(EXERCISE MATERIAL Opens)

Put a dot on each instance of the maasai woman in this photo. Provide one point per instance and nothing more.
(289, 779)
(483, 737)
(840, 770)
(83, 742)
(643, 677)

(EXERCISE MATERIAL Closes)
(EXERCISE MATERIAL Opens)

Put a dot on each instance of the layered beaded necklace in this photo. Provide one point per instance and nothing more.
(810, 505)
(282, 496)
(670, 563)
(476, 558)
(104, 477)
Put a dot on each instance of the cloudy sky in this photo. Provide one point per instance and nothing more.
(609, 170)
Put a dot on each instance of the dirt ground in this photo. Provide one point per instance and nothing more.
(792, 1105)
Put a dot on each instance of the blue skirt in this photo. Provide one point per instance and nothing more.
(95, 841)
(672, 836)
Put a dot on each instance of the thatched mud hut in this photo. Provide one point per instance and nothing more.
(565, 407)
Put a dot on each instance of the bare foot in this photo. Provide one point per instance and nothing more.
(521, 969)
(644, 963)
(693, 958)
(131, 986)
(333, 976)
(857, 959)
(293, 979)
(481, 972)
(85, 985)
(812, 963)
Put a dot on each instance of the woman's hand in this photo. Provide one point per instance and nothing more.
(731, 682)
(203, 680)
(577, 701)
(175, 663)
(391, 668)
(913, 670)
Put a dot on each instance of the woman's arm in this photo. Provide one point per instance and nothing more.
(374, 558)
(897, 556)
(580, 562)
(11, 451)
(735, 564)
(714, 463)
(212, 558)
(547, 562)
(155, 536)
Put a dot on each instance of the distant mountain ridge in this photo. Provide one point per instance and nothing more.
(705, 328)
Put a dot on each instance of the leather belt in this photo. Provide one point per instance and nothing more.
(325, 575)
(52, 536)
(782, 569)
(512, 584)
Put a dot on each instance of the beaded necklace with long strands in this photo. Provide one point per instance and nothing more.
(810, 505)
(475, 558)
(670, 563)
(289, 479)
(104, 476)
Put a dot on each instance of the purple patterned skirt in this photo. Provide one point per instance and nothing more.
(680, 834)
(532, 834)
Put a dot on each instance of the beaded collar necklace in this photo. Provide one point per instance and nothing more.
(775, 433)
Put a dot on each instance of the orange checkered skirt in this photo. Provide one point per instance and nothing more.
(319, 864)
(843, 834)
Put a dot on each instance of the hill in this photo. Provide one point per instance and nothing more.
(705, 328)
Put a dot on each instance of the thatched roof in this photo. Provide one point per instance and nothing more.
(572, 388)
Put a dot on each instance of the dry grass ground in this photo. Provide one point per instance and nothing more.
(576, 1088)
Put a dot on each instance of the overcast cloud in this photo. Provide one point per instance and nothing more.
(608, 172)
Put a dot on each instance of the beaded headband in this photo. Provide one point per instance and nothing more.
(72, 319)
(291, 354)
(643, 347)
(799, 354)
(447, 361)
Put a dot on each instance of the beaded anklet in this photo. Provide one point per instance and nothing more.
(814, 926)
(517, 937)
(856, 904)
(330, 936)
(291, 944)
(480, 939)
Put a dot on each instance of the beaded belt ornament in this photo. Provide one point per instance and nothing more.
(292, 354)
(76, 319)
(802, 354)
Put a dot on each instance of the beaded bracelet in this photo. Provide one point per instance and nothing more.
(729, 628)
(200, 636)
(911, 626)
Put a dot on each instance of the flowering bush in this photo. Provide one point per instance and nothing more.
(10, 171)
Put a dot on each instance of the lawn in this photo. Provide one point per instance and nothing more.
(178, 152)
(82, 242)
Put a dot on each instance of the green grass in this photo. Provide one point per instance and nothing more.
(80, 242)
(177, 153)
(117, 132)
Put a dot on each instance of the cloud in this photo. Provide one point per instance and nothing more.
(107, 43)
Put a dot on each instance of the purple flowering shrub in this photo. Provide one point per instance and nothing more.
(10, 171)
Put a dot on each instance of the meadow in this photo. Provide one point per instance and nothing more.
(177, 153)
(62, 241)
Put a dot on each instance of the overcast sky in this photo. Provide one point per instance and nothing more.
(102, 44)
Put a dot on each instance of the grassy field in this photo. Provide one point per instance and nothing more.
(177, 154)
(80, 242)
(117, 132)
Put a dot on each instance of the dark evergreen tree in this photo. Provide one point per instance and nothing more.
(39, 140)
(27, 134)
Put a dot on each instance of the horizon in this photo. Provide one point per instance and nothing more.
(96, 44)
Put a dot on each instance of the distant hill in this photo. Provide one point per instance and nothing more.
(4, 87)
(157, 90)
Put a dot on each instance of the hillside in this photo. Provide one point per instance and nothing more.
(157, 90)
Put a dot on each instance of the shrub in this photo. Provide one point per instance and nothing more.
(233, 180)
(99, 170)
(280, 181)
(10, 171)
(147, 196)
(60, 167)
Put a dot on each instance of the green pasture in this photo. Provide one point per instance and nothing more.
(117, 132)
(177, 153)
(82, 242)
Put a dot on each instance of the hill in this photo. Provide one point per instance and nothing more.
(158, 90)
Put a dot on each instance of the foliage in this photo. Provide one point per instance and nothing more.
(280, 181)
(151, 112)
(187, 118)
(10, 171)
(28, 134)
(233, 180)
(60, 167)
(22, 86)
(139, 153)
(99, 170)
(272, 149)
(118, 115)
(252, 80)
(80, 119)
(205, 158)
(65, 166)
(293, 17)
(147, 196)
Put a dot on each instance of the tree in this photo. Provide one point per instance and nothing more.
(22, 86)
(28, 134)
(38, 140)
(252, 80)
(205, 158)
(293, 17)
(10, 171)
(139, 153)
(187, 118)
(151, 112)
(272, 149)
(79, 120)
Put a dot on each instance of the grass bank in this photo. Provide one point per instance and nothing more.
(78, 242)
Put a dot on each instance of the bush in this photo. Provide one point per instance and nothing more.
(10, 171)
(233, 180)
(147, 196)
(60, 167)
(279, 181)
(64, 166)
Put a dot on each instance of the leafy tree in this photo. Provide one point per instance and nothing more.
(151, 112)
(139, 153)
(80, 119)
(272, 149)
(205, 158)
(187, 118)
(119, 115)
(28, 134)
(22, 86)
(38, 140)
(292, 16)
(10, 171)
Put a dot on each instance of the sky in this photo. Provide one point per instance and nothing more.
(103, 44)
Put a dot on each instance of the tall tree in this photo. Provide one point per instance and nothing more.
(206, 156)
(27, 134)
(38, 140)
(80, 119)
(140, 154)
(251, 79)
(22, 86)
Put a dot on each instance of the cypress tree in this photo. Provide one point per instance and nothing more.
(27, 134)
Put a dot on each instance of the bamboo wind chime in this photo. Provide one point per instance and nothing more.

(EXERCISE MATERIAL Closes)

EXERCISE BRIEF: Find the line with "Put a dot on each instance of the bush" in the entries above. Retype it and each line after it, exactly, through the line with "Put a dot on each instance of the bamboo", and stop there.

TASK RESULT:
Put a dot on each instance of the bush in this photo. Provide one point per instance and nothing more.
(10, 171)
(233, 180)
(147, 196)
(60, 167)
(279, 181)
(64, 166)
Put a dot on each instance of the leafy tree in this photo. Provide one point per instance and nothing more.
(151, 112)
(139, 153)
(80, 119)
(272, 149)
(205, 158)
(187, 118)
(119, 115)
(28, 134)
(22, 86)
(38, 140)
(292, 16)
(10, 171)
Put a dot on each instance of the sky in this photo. Provide one point per instance and nothing more.
(103, 44)
Put a dot on each instance of the tall tree in this photo. Provide one point per instance and nothing more.
(206, 156)
(27, 134)
(38, 140)
(80, 119)
(140, 154)
(251, 79)
(22, 86)
Put a dot on each instance of the cypress tree in this photo. Provide one point per instance and nothing more.
(27, 134)
Put a dot on each instance of the bamboo wind chime in this photo. Provide one point per instance and nothing more.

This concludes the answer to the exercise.